*INSTRUCTION*: Pick out each line in the items below that contains the word "distant", and copy those lines.

━━━ INPUT FOR THIS TASK ━━━

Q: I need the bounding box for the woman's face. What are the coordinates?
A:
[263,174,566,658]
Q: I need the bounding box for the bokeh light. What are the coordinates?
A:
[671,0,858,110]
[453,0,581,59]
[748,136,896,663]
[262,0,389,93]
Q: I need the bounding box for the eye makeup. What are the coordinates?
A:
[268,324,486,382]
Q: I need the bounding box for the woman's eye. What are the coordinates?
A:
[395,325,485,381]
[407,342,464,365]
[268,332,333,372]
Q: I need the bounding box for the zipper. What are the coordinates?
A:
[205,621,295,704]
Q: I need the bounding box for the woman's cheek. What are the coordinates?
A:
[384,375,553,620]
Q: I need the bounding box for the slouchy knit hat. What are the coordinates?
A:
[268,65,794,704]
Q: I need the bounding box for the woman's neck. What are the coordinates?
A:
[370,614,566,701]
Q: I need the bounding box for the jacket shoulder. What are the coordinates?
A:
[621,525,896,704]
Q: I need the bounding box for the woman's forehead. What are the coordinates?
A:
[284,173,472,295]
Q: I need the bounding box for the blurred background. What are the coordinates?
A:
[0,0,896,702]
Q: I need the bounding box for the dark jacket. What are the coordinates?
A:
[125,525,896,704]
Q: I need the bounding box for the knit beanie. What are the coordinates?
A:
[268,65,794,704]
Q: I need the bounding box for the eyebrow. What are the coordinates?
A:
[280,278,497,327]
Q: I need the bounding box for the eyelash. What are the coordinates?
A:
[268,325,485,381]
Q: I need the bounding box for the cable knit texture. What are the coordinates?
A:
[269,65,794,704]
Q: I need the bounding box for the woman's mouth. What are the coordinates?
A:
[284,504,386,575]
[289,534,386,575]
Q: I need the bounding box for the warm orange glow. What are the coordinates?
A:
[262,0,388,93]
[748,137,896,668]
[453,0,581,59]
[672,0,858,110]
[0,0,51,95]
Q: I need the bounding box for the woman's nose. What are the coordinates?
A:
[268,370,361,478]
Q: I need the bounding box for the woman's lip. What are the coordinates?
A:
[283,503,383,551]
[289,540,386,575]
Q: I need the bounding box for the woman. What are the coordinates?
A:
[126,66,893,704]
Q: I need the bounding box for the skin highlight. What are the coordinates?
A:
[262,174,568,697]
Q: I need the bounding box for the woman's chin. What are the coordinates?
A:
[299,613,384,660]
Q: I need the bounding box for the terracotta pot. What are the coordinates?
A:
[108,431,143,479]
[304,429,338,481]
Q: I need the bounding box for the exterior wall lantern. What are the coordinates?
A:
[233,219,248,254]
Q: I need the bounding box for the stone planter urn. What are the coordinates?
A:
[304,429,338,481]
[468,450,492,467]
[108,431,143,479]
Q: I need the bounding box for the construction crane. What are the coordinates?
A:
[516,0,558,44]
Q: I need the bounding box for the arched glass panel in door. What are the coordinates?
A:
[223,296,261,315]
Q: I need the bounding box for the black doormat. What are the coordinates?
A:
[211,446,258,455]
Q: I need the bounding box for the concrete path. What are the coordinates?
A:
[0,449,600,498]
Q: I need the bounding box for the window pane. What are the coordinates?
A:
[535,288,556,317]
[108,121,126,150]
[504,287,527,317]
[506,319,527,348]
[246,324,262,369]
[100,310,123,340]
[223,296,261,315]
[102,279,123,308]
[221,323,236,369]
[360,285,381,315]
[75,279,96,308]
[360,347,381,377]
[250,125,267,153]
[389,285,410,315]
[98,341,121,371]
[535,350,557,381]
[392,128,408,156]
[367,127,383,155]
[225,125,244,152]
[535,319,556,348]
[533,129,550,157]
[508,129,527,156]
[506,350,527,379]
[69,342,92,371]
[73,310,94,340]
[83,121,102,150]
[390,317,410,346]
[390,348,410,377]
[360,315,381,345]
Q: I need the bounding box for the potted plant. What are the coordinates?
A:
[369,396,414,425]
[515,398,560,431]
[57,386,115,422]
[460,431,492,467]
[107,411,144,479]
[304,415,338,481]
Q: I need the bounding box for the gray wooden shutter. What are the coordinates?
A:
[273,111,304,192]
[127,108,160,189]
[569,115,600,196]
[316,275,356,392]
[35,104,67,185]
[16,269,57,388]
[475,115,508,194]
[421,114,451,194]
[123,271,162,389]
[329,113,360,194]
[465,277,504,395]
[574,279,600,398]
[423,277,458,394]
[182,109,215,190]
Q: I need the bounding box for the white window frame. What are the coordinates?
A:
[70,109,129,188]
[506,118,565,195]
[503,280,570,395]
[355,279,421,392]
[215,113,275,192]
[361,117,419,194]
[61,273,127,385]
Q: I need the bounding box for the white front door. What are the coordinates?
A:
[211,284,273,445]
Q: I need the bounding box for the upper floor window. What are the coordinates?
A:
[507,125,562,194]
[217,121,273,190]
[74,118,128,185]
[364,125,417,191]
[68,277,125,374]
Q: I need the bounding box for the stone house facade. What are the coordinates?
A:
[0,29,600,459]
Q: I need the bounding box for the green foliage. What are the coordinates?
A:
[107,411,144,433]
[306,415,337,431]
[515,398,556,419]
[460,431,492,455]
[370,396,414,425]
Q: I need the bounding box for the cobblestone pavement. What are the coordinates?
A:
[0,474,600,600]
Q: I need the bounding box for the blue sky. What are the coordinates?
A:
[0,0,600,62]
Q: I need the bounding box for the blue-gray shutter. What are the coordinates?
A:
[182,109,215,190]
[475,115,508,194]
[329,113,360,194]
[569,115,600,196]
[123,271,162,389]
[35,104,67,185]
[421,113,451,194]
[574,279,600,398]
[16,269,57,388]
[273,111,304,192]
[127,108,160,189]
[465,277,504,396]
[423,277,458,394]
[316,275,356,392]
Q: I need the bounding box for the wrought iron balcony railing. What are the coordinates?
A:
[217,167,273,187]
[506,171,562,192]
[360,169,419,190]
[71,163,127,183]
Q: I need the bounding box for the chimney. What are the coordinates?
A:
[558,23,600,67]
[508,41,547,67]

━━━
━━━ INPUT FOR THIS TASK ━━━

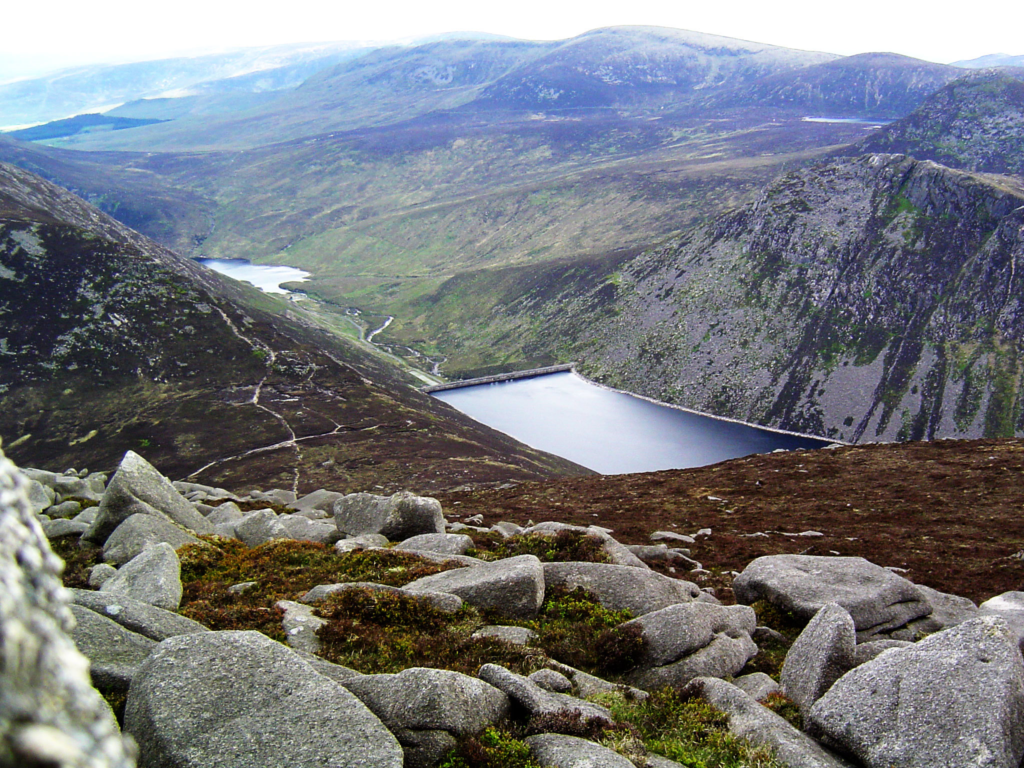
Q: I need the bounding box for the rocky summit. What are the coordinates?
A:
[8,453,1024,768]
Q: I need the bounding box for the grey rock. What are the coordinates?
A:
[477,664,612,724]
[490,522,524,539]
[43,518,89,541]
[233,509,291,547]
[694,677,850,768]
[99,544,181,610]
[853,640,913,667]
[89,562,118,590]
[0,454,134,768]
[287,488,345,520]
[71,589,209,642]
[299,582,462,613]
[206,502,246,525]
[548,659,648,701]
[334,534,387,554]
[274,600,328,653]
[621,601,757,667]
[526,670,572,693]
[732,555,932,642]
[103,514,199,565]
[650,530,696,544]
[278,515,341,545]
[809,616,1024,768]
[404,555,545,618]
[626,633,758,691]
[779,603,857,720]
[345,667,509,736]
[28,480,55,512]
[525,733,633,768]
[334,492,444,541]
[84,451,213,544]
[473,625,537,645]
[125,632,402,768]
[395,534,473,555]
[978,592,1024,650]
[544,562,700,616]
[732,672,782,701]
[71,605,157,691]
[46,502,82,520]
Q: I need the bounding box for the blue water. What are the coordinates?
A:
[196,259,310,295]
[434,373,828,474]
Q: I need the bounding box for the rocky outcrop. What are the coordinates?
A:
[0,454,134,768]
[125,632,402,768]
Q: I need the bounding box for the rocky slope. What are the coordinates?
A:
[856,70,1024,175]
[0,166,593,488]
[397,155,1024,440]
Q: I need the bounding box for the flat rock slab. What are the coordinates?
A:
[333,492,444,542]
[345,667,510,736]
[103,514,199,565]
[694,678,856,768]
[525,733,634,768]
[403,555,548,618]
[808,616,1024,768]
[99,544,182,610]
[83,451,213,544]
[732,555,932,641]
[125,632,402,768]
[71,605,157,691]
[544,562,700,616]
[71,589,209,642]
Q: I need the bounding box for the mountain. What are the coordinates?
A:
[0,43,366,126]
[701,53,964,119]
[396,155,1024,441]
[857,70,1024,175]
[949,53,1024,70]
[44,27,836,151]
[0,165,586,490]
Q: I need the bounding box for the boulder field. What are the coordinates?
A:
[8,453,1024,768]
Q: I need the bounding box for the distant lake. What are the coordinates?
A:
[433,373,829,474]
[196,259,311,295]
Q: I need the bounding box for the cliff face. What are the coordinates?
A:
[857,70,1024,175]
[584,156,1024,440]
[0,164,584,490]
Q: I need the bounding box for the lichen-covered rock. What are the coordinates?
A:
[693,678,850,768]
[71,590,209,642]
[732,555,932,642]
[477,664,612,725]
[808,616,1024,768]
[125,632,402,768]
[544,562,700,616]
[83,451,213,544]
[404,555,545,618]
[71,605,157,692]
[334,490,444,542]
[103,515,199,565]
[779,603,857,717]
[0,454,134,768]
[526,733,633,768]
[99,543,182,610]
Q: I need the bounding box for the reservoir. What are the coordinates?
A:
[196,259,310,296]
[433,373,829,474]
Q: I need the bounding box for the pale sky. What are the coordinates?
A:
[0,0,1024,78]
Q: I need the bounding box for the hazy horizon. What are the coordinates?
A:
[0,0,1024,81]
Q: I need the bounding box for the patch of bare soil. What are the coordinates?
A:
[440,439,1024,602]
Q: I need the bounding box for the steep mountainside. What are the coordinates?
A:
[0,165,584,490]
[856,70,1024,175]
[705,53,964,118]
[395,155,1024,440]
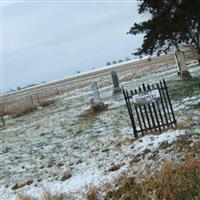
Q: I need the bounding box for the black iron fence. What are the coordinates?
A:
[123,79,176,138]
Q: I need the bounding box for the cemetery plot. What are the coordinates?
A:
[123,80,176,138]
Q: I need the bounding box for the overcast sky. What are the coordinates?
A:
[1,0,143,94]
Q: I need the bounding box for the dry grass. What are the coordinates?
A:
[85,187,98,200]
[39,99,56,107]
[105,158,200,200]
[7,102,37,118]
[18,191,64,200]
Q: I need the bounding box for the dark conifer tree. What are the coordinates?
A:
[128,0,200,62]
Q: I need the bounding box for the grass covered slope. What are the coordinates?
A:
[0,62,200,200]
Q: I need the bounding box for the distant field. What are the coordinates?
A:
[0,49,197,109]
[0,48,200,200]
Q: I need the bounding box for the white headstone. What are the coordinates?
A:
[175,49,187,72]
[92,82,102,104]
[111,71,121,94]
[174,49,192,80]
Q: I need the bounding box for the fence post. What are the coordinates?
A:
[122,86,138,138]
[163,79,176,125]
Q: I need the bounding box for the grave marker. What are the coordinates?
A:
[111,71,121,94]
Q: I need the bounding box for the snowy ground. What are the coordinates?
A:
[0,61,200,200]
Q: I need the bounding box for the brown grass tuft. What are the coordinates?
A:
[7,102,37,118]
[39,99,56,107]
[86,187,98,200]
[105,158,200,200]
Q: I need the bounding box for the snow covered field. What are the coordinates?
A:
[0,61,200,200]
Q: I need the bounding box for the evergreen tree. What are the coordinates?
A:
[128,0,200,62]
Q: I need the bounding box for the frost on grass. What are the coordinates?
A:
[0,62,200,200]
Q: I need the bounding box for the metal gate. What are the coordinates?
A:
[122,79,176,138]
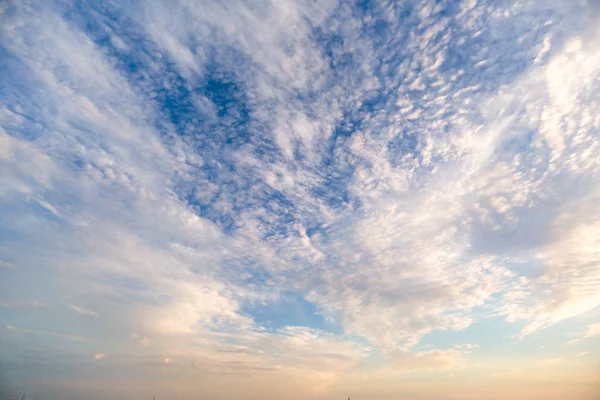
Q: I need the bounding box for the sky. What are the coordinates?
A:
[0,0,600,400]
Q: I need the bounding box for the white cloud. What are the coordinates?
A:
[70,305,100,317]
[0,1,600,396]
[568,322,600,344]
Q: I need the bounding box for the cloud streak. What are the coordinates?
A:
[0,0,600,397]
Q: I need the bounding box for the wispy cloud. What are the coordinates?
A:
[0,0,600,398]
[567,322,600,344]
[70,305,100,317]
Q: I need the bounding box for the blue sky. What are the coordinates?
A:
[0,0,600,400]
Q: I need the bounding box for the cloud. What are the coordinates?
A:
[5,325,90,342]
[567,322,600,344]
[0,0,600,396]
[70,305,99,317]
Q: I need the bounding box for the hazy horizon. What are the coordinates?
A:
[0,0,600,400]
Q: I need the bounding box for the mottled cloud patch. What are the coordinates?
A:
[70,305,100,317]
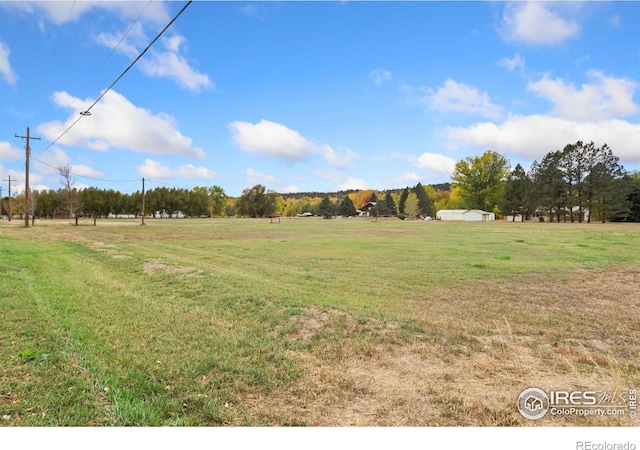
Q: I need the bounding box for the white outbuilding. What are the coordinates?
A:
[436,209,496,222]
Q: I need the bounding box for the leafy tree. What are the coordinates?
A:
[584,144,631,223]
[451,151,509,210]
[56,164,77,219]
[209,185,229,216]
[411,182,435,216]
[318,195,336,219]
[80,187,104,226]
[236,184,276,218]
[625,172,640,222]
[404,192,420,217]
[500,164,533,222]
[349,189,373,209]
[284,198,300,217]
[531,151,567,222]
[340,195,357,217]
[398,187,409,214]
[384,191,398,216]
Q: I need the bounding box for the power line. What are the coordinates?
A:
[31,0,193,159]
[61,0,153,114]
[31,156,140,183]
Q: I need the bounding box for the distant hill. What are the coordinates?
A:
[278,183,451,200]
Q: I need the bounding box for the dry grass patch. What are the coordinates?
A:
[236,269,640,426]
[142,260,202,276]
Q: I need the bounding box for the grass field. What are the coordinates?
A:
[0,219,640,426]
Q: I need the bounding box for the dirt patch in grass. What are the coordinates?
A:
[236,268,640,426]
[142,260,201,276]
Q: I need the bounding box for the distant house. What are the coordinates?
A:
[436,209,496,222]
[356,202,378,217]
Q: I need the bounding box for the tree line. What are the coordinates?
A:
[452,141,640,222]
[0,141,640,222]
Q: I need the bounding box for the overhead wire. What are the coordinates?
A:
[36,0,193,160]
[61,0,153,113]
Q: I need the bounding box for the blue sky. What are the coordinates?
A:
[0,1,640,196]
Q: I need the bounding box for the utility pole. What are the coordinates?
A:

━━━
━━━ INPUT FOR THIS TASK ━━━

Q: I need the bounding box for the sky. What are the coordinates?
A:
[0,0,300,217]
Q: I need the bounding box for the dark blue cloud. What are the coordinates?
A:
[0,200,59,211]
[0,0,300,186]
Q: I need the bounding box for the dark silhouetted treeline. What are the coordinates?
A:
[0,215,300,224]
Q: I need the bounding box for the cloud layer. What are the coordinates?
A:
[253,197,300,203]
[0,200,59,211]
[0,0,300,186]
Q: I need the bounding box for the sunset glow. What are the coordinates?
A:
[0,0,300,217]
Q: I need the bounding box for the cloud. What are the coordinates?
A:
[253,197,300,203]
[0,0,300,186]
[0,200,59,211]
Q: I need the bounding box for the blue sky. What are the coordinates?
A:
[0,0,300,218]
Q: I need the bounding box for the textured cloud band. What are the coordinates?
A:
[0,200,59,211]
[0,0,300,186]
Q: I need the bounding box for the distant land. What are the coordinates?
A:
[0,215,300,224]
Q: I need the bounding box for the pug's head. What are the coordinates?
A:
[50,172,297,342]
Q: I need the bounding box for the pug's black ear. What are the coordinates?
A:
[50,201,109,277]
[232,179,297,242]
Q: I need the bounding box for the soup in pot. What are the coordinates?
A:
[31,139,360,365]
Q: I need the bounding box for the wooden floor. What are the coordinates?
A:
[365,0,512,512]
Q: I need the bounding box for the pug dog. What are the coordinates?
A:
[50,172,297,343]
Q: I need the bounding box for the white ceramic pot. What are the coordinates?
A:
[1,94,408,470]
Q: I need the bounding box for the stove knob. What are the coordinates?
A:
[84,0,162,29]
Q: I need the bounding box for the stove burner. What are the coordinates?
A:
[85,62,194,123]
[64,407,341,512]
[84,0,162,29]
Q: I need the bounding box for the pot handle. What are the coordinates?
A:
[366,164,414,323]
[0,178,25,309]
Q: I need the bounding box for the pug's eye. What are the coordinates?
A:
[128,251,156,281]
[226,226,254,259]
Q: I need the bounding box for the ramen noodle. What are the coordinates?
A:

━━━

*EXERCISE RESULT*:
Q: I need the bounding box for the distant lake. What are the coordinates?
Q: I need the bounding box for the distant field. What are the coordinates?
Q: I need the bounding box for the distant hill. What are the coordinates?
Q: I need the bounding box for the distant house. What are the coordinates?
Q: I need the bounding box for the distant land. What are the coordinates?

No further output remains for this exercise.